● **Supplied data**
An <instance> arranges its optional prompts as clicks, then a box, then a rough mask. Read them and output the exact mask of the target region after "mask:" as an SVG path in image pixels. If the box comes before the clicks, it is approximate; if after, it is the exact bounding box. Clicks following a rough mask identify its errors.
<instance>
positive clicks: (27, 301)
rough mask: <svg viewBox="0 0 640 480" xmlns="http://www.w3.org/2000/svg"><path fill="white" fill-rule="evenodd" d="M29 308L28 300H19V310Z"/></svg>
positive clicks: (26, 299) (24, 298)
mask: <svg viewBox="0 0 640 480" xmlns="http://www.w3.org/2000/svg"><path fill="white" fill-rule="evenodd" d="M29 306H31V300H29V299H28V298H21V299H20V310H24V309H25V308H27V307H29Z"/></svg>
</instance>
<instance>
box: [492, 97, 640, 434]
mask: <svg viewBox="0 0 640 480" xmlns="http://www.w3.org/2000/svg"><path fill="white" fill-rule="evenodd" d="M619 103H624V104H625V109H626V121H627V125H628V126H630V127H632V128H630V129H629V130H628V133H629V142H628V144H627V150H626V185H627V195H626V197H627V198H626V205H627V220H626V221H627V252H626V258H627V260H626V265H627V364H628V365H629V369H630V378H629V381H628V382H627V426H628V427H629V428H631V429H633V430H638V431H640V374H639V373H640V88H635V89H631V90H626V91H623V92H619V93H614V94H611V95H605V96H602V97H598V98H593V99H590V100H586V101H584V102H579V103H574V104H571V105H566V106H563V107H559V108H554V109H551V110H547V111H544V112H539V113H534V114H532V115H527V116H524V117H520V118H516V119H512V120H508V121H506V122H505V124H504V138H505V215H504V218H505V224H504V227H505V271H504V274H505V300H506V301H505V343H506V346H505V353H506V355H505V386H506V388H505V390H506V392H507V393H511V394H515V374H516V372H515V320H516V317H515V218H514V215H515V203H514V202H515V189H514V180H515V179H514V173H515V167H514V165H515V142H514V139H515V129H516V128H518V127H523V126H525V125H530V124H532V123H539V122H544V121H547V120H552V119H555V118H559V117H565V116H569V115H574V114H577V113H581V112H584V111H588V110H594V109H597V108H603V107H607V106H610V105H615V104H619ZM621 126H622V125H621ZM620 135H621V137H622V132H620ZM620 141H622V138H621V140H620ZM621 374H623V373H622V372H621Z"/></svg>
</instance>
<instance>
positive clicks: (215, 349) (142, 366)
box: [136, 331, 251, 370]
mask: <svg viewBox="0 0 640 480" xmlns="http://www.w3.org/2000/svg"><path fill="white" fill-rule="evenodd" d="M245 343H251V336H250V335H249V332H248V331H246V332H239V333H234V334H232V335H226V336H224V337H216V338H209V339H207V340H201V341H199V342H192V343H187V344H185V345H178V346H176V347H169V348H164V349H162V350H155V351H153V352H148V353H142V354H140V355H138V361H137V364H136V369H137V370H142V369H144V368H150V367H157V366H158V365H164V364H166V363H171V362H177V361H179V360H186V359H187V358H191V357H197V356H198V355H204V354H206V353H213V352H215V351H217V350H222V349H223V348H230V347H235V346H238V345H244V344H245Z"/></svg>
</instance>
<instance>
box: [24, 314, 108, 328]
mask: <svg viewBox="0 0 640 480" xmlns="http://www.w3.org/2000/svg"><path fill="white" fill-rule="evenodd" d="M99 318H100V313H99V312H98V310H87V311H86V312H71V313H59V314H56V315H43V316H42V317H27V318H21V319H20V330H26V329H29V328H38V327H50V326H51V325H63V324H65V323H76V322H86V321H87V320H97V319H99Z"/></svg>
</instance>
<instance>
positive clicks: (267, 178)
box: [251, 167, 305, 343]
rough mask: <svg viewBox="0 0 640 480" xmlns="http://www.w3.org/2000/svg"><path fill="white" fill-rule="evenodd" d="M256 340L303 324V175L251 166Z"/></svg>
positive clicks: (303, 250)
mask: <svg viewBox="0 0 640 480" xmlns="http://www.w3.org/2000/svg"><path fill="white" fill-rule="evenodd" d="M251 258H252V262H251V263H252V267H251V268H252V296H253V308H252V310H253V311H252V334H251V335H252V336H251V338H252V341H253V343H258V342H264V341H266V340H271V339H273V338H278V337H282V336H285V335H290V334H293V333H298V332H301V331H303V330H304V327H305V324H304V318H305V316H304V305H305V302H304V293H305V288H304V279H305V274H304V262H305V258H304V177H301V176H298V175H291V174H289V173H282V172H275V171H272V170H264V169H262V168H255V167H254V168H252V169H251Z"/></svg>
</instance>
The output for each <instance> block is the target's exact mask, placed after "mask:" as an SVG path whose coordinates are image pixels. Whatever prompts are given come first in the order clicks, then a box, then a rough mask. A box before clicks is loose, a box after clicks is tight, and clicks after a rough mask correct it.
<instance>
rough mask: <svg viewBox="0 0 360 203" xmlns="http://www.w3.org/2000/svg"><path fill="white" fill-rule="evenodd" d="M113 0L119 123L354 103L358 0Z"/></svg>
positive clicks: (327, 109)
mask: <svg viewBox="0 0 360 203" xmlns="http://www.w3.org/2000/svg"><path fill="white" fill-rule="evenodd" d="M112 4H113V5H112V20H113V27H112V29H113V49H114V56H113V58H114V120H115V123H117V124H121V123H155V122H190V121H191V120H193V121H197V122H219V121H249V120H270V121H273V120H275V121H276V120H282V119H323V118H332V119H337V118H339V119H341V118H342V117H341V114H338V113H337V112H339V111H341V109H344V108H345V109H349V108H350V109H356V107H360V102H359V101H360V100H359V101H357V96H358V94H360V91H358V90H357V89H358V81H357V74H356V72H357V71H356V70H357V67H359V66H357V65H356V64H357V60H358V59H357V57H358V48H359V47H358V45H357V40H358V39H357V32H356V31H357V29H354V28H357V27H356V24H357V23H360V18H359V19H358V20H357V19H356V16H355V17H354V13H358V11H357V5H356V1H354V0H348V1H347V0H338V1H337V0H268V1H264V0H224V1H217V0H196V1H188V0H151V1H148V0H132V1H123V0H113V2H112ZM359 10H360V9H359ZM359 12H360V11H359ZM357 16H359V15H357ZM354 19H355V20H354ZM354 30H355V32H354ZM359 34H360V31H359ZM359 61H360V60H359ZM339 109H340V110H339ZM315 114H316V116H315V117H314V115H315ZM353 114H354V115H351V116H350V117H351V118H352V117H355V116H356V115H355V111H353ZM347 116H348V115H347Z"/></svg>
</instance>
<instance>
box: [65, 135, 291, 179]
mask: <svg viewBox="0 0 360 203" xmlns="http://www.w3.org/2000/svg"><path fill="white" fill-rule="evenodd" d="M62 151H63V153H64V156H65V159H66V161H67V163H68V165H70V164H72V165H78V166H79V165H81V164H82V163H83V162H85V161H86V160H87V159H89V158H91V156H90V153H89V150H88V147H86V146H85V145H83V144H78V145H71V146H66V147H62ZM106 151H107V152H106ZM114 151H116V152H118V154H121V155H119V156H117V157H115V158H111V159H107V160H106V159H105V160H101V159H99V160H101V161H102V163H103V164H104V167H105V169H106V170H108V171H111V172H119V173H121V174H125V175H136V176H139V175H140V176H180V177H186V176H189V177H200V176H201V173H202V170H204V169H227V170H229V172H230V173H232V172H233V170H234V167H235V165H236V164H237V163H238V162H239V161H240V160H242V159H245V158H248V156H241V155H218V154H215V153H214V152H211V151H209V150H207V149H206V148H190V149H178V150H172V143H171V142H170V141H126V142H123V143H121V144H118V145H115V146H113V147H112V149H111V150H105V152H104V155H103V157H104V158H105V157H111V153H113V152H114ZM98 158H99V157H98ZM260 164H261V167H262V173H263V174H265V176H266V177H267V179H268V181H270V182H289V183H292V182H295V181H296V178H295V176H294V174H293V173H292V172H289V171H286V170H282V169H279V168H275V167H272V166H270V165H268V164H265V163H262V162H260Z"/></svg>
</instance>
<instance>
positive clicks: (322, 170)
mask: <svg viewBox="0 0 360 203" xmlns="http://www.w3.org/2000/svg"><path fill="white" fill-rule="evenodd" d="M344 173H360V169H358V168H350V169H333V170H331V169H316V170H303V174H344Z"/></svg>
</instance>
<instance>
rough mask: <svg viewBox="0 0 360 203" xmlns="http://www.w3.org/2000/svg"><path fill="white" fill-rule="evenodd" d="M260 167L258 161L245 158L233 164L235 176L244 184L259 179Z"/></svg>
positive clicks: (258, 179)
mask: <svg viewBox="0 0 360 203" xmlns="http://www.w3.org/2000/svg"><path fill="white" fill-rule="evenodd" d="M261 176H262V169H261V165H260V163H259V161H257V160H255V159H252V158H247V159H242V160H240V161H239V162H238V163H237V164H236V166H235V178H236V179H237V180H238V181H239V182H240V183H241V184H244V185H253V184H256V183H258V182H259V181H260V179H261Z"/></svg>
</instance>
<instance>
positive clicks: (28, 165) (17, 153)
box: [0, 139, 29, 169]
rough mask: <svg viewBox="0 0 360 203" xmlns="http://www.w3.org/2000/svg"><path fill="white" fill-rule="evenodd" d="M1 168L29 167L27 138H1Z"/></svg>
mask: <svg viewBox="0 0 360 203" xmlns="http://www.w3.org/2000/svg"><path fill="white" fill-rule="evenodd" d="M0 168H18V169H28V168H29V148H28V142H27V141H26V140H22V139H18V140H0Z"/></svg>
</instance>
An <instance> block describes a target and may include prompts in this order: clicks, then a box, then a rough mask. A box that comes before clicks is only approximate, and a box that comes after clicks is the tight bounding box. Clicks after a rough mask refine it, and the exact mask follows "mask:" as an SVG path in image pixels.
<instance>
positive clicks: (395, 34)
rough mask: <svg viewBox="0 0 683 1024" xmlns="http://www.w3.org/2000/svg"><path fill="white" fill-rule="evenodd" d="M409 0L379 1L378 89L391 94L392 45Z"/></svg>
---
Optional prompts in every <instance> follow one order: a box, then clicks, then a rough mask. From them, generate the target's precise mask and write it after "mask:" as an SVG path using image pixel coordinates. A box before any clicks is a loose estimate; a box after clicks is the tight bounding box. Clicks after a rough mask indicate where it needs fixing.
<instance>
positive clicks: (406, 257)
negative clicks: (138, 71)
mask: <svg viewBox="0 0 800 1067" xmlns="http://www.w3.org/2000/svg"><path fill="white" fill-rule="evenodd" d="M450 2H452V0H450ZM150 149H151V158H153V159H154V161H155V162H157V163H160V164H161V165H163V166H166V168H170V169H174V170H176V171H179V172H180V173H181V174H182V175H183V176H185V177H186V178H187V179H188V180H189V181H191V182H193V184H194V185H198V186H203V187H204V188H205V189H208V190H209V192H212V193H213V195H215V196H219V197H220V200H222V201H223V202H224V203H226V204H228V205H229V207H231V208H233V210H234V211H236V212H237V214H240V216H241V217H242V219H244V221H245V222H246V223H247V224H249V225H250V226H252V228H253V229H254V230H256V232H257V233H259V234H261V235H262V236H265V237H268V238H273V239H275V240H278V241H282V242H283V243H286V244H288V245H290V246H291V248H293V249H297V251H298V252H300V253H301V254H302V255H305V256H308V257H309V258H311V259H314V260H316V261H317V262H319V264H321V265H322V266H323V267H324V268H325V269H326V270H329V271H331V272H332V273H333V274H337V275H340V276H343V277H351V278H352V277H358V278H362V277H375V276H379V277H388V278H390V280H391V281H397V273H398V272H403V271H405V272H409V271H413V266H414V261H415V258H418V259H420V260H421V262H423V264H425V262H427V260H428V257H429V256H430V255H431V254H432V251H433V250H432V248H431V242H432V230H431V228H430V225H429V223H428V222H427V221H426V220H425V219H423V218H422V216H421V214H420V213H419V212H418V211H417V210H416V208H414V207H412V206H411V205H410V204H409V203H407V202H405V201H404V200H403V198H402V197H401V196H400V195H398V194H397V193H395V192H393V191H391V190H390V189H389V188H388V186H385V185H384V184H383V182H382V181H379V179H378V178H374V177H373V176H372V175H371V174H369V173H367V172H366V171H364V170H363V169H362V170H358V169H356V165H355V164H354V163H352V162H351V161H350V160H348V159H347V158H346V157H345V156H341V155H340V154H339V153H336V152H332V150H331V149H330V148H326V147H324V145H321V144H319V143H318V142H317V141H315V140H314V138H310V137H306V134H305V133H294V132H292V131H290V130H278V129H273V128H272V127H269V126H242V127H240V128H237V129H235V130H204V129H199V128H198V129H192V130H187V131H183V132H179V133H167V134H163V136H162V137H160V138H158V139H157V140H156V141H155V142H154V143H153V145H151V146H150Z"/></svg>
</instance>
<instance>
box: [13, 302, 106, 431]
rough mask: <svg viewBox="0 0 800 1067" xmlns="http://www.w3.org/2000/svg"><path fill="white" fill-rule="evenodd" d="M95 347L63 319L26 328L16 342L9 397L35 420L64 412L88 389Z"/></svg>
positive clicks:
...
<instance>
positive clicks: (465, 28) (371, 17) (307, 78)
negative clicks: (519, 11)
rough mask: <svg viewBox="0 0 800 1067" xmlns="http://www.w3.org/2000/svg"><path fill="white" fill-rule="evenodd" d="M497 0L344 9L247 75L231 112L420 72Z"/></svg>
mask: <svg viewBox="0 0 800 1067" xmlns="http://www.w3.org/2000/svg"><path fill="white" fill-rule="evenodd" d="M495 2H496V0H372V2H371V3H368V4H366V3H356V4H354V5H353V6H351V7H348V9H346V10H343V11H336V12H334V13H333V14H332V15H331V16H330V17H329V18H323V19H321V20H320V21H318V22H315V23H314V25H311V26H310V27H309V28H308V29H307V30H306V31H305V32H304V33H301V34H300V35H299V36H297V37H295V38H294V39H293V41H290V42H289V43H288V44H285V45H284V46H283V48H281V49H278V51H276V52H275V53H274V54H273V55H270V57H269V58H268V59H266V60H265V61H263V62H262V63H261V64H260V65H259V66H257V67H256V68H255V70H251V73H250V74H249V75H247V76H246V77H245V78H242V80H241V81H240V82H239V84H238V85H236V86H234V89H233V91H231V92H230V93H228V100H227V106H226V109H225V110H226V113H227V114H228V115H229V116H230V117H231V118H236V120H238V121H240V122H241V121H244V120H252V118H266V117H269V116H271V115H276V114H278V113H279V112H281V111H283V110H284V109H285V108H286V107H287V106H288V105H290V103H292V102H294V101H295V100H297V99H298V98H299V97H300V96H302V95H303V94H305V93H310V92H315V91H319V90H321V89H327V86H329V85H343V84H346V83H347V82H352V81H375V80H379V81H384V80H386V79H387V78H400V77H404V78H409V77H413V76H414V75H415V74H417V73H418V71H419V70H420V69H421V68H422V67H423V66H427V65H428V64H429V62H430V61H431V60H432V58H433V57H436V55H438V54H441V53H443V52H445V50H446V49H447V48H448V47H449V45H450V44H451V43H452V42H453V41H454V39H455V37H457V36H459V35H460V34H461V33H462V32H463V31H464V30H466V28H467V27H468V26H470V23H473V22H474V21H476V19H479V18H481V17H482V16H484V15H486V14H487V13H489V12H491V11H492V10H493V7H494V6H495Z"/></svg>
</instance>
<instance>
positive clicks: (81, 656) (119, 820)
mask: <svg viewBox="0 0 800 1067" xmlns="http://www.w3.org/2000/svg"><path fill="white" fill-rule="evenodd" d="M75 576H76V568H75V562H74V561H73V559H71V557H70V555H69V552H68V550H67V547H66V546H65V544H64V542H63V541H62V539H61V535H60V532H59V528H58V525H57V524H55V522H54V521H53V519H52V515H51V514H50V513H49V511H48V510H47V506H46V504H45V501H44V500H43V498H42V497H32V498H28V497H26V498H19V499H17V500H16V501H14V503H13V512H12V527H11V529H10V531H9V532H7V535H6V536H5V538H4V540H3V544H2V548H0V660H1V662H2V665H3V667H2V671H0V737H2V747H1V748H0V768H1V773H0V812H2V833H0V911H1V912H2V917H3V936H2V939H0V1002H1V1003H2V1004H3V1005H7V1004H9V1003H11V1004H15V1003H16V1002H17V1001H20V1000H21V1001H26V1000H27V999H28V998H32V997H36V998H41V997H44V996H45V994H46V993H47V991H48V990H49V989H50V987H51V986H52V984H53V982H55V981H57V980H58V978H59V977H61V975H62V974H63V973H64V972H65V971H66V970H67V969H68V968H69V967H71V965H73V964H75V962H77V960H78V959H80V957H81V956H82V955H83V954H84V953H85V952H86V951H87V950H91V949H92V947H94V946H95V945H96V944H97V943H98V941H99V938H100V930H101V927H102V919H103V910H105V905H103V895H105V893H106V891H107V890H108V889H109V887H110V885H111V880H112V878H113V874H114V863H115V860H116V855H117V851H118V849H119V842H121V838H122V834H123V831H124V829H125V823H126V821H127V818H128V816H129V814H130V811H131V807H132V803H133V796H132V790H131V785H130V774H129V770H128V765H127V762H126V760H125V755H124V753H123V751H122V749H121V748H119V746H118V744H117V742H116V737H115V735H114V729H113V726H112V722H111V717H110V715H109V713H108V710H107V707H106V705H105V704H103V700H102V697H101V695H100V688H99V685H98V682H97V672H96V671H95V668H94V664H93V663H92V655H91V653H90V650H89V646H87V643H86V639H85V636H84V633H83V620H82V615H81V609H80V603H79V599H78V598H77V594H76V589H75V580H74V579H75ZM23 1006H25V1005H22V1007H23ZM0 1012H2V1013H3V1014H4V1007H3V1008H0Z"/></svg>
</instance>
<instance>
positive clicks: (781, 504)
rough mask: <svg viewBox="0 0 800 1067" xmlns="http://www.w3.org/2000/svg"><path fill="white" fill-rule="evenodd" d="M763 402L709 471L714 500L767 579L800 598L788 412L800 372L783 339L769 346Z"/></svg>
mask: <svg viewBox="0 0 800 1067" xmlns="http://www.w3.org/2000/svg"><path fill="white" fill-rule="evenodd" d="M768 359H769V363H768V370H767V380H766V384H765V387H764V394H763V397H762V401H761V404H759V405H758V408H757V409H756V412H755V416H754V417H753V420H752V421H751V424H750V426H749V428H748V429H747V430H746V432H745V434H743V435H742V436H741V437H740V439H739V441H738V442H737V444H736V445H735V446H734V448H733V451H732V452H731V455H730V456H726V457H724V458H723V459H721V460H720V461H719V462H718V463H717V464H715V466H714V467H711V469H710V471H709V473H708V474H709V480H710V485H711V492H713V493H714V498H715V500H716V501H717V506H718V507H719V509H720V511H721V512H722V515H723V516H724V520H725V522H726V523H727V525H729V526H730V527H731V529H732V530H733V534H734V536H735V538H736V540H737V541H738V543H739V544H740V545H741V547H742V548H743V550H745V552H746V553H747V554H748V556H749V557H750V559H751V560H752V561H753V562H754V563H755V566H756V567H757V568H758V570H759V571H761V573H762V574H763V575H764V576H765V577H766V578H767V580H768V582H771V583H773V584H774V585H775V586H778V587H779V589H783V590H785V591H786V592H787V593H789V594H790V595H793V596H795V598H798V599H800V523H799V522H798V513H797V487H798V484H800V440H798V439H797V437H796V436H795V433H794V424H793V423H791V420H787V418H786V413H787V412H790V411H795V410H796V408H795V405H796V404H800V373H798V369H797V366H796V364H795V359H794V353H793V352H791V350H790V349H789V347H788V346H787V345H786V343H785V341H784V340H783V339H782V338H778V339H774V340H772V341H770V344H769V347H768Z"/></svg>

● **Instructions for the task**
Copy out all lines above holding "loose".

● **Your solution**
The output for each <instance> block is the target's exact mask, placed after "mask:" as an SVG path whose coordinates are image pixels. Whatever prompts are given come first in the order clicks, then a box, then a rough mask. A box before clicks is loose, a box after clicks is tight, and clicks after a rough mask correct it.
Optional prompts in every <instance> follow one order: a box, then clicks, then a rough mask. From them, generate the target's precise mask and write it after "mask:" as an SVG path using image pixel coordinates. A box before any clicks is a loose estimate; a box after clicks is the tight bounding box. Clicks after a rough mask indicate where it needs fixing.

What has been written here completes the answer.